==== Given records ====

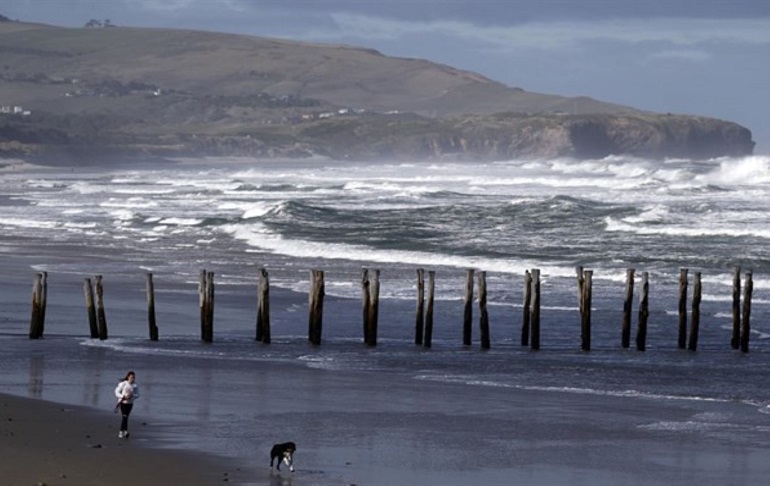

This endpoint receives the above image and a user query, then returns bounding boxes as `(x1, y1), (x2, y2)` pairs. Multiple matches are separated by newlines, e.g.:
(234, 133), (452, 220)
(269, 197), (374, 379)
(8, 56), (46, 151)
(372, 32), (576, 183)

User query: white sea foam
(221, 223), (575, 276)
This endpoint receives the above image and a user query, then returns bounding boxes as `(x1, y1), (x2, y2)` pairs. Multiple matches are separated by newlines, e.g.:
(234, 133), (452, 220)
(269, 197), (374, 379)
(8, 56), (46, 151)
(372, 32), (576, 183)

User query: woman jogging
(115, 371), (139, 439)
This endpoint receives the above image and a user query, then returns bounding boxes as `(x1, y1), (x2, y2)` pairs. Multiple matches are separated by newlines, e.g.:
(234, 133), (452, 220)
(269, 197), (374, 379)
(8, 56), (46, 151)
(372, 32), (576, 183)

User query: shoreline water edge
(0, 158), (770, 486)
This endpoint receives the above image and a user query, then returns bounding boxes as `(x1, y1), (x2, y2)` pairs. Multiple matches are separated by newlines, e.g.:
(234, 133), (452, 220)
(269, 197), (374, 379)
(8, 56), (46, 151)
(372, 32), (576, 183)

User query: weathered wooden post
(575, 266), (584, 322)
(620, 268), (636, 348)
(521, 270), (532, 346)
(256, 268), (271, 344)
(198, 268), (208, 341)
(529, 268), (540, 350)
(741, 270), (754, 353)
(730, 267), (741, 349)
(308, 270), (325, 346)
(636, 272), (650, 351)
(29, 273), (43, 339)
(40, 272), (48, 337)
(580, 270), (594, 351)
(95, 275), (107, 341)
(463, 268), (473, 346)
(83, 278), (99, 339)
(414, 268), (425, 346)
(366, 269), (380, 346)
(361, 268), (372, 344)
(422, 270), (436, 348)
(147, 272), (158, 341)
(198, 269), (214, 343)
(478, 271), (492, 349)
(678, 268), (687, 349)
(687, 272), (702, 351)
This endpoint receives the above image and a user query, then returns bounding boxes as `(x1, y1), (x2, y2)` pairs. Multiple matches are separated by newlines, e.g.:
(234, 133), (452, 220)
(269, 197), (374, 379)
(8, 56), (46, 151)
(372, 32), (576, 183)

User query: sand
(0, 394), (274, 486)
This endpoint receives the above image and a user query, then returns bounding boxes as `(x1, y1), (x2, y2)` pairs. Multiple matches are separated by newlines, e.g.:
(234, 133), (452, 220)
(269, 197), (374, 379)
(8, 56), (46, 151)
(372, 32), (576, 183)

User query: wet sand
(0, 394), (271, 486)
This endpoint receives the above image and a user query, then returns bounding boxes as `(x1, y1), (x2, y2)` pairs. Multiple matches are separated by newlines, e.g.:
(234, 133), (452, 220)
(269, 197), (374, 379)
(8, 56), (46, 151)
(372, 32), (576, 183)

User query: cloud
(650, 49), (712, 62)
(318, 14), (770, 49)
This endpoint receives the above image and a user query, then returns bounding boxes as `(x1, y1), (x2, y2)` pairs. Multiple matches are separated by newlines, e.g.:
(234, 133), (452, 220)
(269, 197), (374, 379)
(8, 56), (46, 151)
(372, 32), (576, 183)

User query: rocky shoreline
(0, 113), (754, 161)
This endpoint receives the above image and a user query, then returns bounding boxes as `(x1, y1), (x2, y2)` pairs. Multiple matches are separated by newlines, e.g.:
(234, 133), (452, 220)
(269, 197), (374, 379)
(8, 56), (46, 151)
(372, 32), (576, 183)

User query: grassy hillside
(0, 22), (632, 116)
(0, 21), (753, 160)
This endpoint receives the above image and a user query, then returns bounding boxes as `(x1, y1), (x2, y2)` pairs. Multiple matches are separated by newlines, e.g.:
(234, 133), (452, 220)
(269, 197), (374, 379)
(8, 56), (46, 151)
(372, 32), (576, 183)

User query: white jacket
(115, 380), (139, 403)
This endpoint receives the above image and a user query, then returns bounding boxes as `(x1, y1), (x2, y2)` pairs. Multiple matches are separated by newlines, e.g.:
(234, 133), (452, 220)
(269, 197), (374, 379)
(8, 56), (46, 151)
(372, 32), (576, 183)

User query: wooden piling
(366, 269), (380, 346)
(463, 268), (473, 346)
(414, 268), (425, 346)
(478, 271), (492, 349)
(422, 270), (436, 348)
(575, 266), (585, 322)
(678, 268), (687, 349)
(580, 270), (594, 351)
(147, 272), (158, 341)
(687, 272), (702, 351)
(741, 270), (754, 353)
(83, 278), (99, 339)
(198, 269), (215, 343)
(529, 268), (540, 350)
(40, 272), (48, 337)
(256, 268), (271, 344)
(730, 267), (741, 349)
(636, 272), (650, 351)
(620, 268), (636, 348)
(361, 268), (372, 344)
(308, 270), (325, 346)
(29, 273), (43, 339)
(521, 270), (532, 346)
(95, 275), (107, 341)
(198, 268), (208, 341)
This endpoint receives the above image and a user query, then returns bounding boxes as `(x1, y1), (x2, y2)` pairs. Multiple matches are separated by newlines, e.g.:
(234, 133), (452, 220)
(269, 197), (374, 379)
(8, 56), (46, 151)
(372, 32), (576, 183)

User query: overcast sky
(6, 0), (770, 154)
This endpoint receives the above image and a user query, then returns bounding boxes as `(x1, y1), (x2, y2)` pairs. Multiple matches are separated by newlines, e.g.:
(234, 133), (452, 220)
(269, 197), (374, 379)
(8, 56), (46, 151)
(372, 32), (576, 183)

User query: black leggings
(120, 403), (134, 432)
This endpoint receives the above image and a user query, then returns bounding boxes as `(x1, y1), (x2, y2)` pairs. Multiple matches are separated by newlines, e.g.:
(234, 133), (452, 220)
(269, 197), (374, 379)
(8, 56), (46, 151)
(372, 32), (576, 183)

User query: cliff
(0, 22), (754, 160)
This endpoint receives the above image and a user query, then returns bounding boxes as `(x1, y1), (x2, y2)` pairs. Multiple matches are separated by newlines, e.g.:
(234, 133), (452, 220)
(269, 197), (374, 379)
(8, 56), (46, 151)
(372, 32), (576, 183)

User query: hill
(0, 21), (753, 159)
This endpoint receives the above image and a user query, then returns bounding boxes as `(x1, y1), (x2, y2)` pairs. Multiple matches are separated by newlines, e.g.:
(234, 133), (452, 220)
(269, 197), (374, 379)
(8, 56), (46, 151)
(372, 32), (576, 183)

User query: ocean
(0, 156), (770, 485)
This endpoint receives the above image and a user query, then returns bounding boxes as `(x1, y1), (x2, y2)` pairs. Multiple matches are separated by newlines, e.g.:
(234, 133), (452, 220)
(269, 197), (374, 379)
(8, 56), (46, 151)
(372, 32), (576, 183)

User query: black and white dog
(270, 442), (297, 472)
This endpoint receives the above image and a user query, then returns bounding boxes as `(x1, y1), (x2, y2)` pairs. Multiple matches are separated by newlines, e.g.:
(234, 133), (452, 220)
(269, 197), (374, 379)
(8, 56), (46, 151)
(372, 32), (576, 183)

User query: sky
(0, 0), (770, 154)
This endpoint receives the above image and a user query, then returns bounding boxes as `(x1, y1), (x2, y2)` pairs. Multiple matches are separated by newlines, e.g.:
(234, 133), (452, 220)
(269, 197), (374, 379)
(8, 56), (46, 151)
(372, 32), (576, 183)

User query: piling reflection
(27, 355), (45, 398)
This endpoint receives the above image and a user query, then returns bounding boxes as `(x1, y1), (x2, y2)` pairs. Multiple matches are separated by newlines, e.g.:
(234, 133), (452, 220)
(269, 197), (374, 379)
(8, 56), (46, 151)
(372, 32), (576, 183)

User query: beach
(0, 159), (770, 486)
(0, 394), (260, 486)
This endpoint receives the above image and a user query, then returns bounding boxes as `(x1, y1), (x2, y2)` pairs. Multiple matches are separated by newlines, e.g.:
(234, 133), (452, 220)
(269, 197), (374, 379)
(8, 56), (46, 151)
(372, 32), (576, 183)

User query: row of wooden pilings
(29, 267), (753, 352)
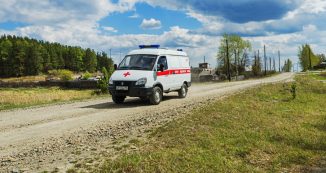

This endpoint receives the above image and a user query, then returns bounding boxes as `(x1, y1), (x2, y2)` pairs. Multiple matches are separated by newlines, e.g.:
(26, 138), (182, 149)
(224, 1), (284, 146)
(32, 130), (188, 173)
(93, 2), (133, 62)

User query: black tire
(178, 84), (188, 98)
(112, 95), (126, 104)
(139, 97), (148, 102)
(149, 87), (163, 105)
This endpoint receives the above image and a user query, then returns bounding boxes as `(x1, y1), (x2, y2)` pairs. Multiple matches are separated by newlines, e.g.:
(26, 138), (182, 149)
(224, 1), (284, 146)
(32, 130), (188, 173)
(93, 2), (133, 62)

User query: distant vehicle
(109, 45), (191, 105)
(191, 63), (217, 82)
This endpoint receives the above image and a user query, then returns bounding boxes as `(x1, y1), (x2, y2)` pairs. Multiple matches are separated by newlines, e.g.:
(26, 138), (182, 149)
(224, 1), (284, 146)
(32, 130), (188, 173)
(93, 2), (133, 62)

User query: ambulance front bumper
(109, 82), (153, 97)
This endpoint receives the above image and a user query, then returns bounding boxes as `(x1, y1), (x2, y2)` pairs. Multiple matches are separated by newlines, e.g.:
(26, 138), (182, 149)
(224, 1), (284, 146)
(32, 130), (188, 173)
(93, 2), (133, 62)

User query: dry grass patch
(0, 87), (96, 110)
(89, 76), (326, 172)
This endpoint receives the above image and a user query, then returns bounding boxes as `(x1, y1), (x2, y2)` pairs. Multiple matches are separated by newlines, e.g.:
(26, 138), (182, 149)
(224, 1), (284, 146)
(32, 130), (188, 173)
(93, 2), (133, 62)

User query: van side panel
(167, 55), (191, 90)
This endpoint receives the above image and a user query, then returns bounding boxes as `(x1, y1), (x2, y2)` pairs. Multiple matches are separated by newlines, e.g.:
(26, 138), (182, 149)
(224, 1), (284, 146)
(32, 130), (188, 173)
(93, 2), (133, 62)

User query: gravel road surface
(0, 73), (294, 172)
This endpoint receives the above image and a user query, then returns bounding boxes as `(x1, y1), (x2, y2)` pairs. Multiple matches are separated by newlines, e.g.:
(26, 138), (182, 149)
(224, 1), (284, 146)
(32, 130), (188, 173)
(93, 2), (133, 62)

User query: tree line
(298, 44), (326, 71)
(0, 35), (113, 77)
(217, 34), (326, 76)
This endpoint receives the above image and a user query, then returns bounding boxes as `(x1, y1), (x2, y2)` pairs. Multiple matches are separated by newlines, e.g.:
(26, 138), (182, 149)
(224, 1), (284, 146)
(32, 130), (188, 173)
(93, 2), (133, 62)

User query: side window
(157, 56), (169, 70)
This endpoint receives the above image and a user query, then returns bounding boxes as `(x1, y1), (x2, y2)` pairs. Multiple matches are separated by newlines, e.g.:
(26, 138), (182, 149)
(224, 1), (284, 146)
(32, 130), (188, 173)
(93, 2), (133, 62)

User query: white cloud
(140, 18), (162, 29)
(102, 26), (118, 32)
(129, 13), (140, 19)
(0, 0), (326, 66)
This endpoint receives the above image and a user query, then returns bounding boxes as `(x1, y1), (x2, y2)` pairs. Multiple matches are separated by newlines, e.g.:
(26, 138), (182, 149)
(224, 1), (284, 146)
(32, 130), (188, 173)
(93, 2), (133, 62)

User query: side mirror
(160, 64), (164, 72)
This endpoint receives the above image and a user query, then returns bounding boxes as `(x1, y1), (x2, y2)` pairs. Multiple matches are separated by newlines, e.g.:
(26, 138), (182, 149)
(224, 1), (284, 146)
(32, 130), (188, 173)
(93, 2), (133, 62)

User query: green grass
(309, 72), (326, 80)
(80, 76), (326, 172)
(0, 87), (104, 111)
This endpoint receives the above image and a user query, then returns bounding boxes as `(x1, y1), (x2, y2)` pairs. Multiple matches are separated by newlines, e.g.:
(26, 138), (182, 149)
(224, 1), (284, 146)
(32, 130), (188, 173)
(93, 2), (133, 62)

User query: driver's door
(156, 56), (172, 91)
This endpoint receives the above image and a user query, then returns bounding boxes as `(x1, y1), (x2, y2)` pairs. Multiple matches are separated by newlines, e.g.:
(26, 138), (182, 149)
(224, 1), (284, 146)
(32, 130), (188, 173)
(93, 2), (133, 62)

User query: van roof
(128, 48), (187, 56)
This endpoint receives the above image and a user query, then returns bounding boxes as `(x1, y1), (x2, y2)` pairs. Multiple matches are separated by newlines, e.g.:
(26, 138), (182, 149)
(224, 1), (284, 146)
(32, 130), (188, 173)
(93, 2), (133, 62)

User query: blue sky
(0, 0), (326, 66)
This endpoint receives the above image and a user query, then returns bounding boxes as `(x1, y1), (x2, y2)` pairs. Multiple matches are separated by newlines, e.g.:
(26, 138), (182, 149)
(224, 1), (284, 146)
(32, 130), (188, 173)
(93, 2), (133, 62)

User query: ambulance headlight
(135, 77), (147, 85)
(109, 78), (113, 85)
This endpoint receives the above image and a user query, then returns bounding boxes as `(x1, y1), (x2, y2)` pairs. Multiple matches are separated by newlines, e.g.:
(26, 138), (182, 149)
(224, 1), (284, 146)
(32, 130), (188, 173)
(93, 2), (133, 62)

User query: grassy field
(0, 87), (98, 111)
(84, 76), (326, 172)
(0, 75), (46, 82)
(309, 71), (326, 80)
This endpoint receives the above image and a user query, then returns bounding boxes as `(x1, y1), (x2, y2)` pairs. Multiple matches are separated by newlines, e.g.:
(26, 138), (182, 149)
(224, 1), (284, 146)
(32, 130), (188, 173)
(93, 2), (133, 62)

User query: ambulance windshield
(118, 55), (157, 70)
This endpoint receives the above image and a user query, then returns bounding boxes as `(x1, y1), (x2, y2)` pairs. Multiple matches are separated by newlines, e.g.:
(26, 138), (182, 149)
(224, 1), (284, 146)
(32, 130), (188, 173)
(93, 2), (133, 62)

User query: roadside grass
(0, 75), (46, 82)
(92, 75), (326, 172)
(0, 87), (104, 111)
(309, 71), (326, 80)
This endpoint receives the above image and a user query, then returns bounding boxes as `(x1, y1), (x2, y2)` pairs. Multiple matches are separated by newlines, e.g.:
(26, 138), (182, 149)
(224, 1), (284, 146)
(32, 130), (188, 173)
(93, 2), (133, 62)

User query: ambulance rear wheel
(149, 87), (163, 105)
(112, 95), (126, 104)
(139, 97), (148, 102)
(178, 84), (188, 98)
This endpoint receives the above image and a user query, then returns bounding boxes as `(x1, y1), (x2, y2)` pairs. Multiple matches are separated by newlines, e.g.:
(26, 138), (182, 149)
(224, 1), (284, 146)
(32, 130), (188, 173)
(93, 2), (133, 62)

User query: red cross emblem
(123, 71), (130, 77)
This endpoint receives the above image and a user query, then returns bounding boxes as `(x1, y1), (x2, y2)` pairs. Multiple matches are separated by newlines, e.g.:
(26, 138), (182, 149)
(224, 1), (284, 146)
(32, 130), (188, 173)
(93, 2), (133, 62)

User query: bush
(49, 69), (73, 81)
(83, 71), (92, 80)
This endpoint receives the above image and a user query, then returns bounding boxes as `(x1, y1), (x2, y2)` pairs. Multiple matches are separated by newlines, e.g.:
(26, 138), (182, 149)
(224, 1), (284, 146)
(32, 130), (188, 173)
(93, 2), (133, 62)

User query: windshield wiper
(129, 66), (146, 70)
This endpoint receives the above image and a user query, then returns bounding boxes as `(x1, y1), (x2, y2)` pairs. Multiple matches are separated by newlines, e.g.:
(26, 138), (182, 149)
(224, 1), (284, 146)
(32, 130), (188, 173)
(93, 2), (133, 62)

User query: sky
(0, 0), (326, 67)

====

Rewrite the rows from the very start through the line containing "(221, 223), (575, 276)", with "endpoint" changed to "service" and everything else left unchanged. Leave the pictures out of your answer.

This service receives the above image and a user query, then returns bounding boxes as `(x1, y1), (x2, y2)` pairs. Multiple matches are separated by newlines, e.g.:
(234, 133), (452, 220)
(269, 197), (374, 379)
(8, 56), (46, 151)
(372, 32), (576, 183)

User query: white sea foam
(221, 223), (575, 276)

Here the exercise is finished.